Instructions to follow: Nothing but the lines from the one containing "the person recording" through the last line of the records below should be written out, each exactly as it stands.

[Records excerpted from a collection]
━━━━
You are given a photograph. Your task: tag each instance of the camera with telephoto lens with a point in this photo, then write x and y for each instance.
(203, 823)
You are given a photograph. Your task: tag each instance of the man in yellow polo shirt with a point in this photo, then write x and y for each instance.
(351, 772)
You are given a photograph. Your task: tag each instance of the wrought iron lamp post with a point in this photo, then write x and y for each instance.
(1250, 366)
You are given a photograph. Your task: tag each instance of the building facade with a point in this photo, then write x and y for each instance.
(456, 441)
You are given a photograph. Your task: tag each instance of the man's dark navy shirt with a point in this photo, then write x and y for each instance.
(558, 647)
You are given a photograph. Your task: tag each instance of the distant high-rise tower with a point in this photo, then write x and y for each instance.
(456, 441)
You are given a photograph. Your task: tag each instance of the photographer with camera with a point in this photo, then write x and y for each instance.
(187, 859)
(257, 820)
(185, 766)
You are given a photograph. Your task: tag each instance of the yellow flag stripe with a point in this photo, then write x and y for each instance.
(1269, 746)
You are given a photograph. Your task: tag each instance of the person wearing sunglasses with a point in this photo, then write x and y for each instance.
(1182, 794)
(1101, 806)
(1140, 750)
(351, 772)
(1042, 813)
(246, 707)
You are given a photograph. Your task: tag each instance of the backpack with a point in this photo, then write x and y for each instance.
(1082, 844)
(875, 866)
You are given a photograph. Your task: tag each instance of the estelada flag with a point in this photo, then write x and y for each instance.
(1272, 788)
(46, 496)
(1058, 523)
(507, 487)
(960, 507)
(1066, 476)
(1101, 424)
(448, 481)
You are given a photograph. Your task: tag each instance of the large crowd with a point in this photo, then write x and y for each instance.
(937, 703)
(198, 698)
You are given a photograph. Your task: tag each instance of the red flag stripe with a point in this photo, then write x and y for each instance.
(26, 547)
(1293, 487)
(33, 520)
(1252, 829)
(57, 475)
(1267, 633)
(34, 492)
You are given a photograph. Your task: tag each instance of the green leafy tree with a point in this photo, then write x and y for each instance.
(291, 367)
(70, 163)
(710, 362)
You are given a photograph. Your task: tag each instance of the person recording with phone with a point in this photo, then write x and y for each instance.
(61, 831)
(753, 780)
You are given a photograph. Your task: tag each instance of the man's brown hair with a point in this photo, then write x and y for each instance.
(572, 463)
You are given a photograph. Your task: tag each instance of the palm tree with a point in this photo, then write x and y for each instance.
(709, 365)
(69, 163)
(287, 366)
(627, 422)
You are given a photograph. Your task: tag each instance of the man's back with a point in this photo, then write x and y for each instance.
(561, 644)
━━━━
Your response:
You are given a photograph. Your task: tag each instance of the person recording with phone with a point in this photo, then write x and y for each instance.
(61, 831)
(753, 780)
You are given a photograph. Your task: tag each instance of the man's brown hair with a point in this photo, then write x and y for each instance.
(572, 463)
You are given a photograph. Your task: tag each instance of the palm tree with a point in this photo, then write x and y for each instance.
(709, 365)
(69, 163)
(287, 366)
(627, 422)
You are given a photograph. Your task: tag each instance of the man's back with a point in this photo, then write x and y for each instance.
(561, 644)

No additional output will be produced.